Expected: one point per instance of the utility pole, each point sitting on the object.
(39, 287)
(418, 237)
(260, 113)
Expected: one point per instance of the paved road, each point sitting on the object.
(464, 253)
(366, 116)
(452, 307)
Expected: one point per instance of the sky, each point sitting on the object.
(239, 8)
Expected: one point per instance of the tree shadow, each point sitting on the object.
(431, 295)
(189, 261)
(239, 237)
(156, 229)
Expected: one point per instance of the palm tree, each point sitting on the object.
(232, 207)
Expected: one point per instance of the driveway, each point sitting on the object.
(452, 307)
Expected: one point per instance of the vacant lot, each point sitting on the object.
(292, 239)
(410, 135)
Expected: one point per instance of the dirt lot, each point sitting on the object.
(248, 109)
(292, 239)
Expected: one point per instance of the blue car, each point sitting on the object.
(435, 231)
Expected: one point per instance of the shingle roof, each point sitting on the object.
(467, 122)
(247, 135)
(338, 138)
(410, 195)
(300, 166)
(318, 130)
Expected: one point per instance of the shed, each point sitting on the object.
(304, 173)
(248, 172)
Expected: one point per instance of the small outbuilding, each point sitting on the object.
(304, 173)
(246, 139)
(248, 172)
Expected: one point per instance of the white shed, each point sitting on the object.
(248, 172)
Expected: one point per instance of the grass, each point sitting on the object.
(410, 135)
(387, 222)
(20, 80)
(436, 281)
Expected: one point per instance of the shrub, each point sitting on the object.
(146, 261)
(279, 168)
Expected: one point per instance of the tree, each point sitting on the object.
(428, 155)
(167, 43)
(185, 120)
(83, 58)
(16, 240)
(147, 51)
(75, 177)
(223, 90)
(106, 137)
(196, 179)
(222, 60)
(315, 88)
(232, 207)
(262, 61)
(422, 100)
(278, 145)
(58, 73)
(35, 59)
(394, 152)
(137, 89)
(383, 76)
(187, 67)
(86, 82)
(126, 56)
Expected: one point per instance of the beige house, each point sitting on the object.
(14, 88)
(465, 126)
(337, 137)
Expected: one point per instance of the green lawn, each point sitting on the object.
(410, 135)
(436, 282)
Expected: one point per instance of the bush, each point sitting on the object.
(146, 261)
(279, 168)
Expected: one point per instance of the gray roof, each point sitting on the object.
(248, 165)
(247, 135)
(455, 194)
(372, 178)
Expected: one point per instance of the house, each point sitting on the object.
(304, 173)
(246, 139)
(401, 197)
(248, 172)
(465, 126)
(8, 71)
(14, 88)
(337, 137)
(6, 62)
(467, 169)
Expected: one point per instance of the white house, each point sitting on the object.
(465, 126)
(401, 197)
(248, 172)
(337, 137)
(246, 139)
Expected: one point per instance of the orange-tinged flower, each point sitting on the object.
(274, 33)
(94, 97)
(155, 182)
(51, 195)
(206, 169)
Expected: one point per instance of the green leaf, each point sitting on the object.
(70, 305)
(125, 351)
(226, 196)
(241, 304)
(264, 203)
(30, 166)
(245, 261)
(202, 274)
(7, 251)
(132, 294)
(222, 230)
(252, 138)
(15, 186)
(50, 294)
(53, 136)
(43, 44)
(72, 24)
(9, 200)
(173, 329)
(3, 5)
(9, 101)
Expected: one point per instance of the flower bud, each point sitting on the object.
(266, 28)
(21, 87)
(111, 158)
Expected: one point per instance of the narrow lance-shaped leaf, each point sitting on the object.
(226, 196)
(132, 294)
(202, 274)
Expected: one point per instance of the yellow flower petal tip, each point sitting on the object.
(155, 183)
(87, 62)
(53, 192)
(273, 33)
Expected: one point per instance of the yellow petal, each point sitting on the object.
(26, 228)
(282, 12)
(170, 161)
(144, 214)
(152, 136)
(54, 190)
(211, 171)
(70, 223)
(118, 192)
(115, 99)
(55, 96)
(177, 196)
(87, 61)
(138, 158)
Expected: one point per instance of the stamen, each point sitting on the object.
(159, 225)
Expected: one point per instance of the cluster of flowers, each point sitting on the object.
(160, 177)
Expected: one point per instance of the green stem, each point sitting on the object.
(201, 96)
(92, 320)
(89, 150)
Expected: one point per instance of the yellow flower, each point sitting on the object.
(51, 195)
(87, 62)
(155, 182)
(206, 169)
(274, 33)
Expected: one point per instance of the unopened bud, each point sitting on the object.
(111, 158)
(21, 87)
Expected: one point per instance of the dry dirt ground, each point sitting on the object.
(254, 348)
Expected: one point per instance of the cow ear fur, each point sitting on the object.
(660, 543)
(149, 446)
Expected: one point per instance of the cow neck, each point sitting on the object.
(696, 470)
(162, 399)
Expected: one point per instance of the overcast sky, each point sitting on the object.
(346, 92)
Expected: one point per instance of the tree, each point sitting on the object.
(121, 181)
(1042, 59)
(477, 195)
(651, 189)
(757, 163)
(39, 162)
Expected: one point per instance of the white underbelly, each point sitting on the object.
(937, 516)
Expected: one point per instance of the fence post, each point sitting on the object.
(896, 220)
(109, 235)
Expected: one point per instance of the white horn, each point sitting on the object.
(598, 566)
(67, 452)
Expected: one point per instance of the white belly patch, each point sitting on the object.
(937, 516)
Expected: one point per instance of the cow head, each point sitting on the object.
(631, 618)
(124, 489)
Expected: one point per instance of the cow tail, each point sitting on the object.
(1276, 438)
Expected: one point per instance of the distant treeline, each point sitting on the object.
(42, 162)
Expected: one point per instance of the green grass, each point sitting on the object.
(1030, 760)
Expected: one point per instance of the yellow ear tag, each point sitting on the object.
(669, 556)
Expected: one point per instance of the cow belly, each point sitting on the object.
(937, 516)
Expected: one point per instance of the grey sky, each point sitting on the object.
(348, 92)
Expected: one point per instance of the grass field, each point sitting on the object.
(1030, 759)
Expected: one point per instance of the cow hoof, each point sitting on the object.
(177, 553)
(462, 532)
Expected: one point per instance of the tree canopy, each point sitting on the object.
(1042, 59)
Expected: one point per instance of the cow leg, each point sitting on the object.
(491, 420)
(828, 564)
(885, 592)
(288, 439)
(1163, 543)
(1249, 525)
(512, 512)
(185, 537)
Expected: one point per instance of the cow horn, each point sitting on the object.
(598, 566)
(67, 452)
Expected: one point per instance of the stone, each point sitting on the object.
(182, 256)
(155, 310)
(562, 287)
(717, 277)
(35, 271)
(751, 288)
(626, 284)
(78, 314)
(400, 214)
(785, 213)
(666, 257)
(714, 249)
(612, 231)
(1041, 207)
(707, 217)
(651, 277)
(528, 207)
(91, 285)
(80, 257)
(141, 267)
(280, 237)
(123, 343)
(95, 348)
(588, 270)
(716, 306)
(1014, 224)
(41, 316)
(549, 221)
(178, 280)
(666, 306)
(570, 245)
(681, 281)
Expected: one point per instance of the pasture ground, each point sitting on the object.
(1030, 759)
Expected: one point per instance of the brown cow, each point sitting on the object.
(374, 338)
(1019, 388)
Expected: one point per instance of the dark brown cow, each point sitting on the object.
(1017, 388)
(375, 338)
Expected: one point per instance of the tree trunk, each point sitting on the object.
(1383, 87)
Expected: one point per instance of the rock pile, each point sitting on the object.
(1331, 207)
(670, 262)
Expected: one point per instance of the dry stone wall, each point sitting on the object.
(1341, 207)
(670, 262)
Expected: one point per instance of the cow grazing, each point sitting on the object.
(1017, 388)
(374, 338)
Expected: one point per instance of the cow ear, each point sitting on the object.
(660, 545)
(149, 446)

----------------------------------------

## Written problem
Rewrite the listing above as a JSON list of strings, with one string for each line and no blank lines.

## Task result
[
  "Expected: one point per instance of the utility pole, each point sitting on the object.",
  "(39, 287)",
  "(418, 237)",
  "(260, 113)",
  "Expected: one point per instance of the paved road, each point sitting on the object.",
  "(464, 253)",
  "(366, 116)",
  "(452, 307)",
  "Expected: one point per instance of the sky, each point sitting on the object.",
  "(239, 8)",
  "Expected: one point per instance of the tree shadow, each point sitting on the object.",
  "(431, 295)",
  "(189, 261)",
  "(239, 237)",
  "(156, 229)",
  "Expected: one point per instance of the palm tree, each point sitting on the object.",
  "(232, 207)",
  "Expected: one point per instance of the driveway, each point sitting on the object.",
  "(452, 307)",
  "Expected: one point per instance of the vacant lot, each point sitting on the object.",
  "(292, 239)",
  "(410, 135)",
  "Expected: one point per instance of the dirt lot, each point sitting on the object.",
  "(248, 109)",
  "(292, 239)",
  "Expected: one point per instance of the blue car, each point sitting on the object.",
  "(435, 231)",
  "Expected: one point per instance of the shingle roof, each point sitting on the object.",
  "(467, 122)",
  "(247, 135)",
  "(338, 138)",
  "(410, 195)",
  "(300, 166)",
  "(318, 130)",
  "Expected: one point per instance of the shed, each point sitting on the object.",
  "(304, 173)",
  "(248, 172)",
  "Expected: one point per instance of the small outbuilding, each point sitting on the object.",
  "(304, 173)",
  "(246, 139)",
  "(248, 172)",
  "Expected: one point per instance of the white shed, each point sitting on the object.",
  "(248, 172)",
  "Expected: one point per instance of the grass, each point sitting on the object.",
  "(410, 135)",
  "(387, 222)",
  "(20, 80)",
  "(436, 281)",
  "Expected: one point per instance of the shrub, each point sitting on the object.",
  "(146, 261)",
  "(279, 168)",
  "Expected: one point per instance of the tree, each point sitting on the object.",
  "(428, 155)",
  "(167, 43)",
  "(185, 120)",
  "(83, 58)",
  "(16, 240)",
  "(147, 51)",
  "(75, 177)",
  "(223, 90)",
  "(106, 137)",
  "(196, 179)",
  "(222, 60)",
  "(315, 88)",
  "(232, 207)",
  "(262, 61)",
  "(422, 100)",
  "(278, 145)",
  "(58, 73)",
  "(35, 59)",
  "(394, 152)",
  "(137, 89)",
  "(383, 76)",
  "(187, 67)",
  "(86, 82)",
  "(126, 56)",
  "Expected: one point per instance of the beige house, each point sitting on the object.",
  "(14, 88)",
  "(465, 126)",
  "(337, 137)",
  "Expected: one point per instance of the green lawn, each point sitting on the object.",
  "(410, 135)",
  "(436, 282)",
  "Expected: one point per instance of the bush, each point sitting on the object.",
  "(146, 261)",
  "(279, 168)",
  "Expected: one point per instance of the gray roof, each point sitting on the object.",
  "(248, 165)",
  "(247, 135)",
  "(455, 194)",
  "(372, 178)",
  "Expected: one point per instance of the house, each point sitting on the object.",
  "(304, 173)",
  "(246, 139)",
  "(401, 197)",
  "(248, 172)",
  "(465, 126)",
  "(8, 71)",
  "(14, 88)",
  "(337, 137)",
  "(6, 62)",
  "(467, 169)",
  "Expected: one point per instance of the white house, each point sitting on the object.",
  "(465, 126)",
  "(401, 197)",
  "(248, 172)",
  "(337, 137)",
  "(246, 139)",
  "Expected: one point per instance of the orange-tinged flower, each point sitting on the object.",
  "(274, 33)",
  "(94, 97)",
  "(155, 182)",
  "(51, 195)",
  "(206, 169)",
  "Expected: one point per instance of the green leaf, each point sitting on the object.",
  "(70, 305)",
  "(125, 351)",
  "(226, 196)",
  "(241, 304)",
  "(264, 203)",
  "(30, 166)",
  "(245, 261)",
  "(202, 274)",
  "(7, 251)",
  "(132, 294)",
  "(222, 230)",
  "(252, 138)",
  "(15, 186)",
  "(50, 294)",
  "(53, 136)",
  "(43, 44)",
  "(72, 24)",
  "(9, 200)",
  "(173, 329)",
  "(3, 5)",
  "(9, 101)",
  "Expected: one point per instance of the flower bud, each point sitting on the object.",
  "(266, 28)",
  "(21, 87)",
  "(111, 158)",
  "Expected: one point per instance of the narrow lance-shaped leaf, each point sitting on the object.",
  "(226, 196)",
  "(132, 294)",
  "(202, 274)",
  "Expected: one point per instance of the yellow flower petal tip, each point sitting on the object.",
  "(155, 183)",
  "(87, 62)",
  "(53, 192)",
  "(273, 33)",
  "Expected: one point per instance of the yellow petal, each point sitting on the object.",
  "(26, 228)",
  "(282, 12)",
  "(170, 161)",
  "(144, 214)",
  "(152, 136)",
  "(54, 190)",
  "(211, 171)",
  "(70, 223)",
  "(118, 192)",
  "(115, 99)",
  "(55, 96)",
  "(177, 196)",
  "(87, 61)",
  "(138, 158)",
  "Expected: one point per instance of the stamen, each point sitting on the object.",
  "(159, 225)",
  "Expected: one point per instance of the cluster of flowers, each point sitting on the object.",
  "(160, 177)",
  "Expected: one point per instance of the green stem, each point sitting on the object.",
  "(201, 96)",
  "(92, 320)",
  "(89, 150)",
  "Expected: one point per instance of the yellow flower, each point sitting on the object.",
  "(51, 195)",
  "(87, 62)",
  "(155, 182)",
  "(206, 169)",
  "(274, 33)",
  "Expected: one point per instance of the unopened bud, each point sitting on the object.",
  "(111, 158)",
  "(21, 87)",
  "Expected: one point per instance of the dry dirt ground, each point sitting on the object.",
  "(254, 348)",
  "Expected: one point per instance of the cow ear fur, each point sitting on the object.",
  "(660, 543)",
  "(149, 446)",
  "Expected: one point per instance of the cow neck, each point sitting on the object.",
  "(696, 470)",
  "(162, 399)",
  "Expected: one point per instance of the overcast sky, each point sitting on the object.",
  "(346, 92)",
  "Expected: one point per instance of the tree, each point sitting on the object.",
  "(121, 181)",
  "(1042, 59)",
  "(477, 195)",
  "(651, 189)",
  "(757, 163)",
  "(39, 162)",
  "Expected: one point per instance of the white underbelly, each point sitting on the object.",
  "(937, 516)",
  "Expected: one point per instance of the fence post, each point sitting on the object.",
  "(896, 220)",
  "(109, 235)",
  "Expected: one point per instance of the white horn, each point sitting on the object.",
  "(598, 566)",
  "(67, 452)",
  "Expected: one point per instance of the white belly patch, each point sitting on the object.",
  "(937, 516)",
  "Expected: one point per instance of the cow head, each point sitting on the object.",
  "(631, 618)",
  "(124, 489)",
  "Expected: one point per instance of the cow tail, each point sitting on the object.",
  "(1276, 438)",
  "Expected: one point per instance of the distant treeline, each point sitting on the object.",
  "(42, 162)",
  "Expected: one point per instance of the green grass, each point sitting on the object.",
  "(1030, 760)",
  "Expected: one point per instance of the yellow ear tag, each point sitting on the object.",
  "(669, 556)",
  "Expected: one point per instance of the cow belly, each point sitting on the object.",
  "(937, 516)",
  "Expected: one point per instance of the grey sky, each point sitting on the object.",
  "(348, 92)",
  "Expected: one point per instance of the grass field, each point sitting on the object.",
  "(1030, 759)",
  "Expected: one point per instance of the cow hoof, each point sitting on the object.",
  "(177, 553)",
  "(462, 532)",
  "Expected: one point per instance of the tree canopy, each point sitting on the object.",
  "(1042, 59)",
  "Expected: one point per instance of the cow leg, each point sitting on the object.",
  "(491, 420)",
  "(828, 564)",
  "(885, 592)",
  "(288, 439)",
  "(1163, 543)",
  "(1249, 525)",
  "(512, 512)",
  "(185, 537)",
  "Expected: one point per instance of the cow horn, each point sitting on the object.",
  "(598, 566)",
  "(67, 452)",
  "Expected: one point per instance of the stone, each point sitting on the object.",
  "(182, 256)",
  "(155, 310)",
  "(562, 287)",
  "(717, 277)",
  "(35, 271)",
  "(751, 288)",
  "(626, 284)",
  "(78, 314)",
  "(400, 214)",
  "(785, 213)",
  "(666, 257)",
  "(714, 249)",
  "(612, 231)",
  "(1041, 207)",
  "(707, 217)",
  "(651, 277)",
  "(528, 207)",
  "(91, 285)",
  "(80, 257)",
  "(141, 267)",
  "(280, 237)",
  "(123, 343)",
  "(95, 348)",
  "(588, 270)",
  "(716, 306)",
  "(1014, 224)",
  "(41, 316)",
  "(549, 221)",
  "(178, 280)",
  "(666, 306)",
  "(570, 245)",
  "(681, 281)",
  "Expected: one point per instance of the pasture ground, each point sitting on the object.",
  "(1030, 759)",
  "Expected: one point per instance of the brown cow, each point sitting on the object.",
  "(374, 338)",
  "(1019, 388)",
  "Expected: one point per instance of the dark brown cow, each point sitting on the object.",
  "(1017, 388)",
  "(375, 338)",
  "Expected: one point per instance of the tree trunk, each point sitting on the object.",
  "(1383, 87)",
  "Expected: one point per instance of the rock pile, each point sitting on the object.",
  "(1331, 207)",
  "(670, 262)",
  "Expected: one point per instance of the dry stone wall, each point sitting on the object.",
  "(1341, 207)",
  "(670, 262)",
  "Expected: one point per instance of the cow grazing, each point sitting on the object.",
  "(1017, 388)",
  "(374, 338)",
  "Expected: one point per instance of the cow ear, each point sitting on the object.",
  "(660, 545)",
  "(149, 446)"
]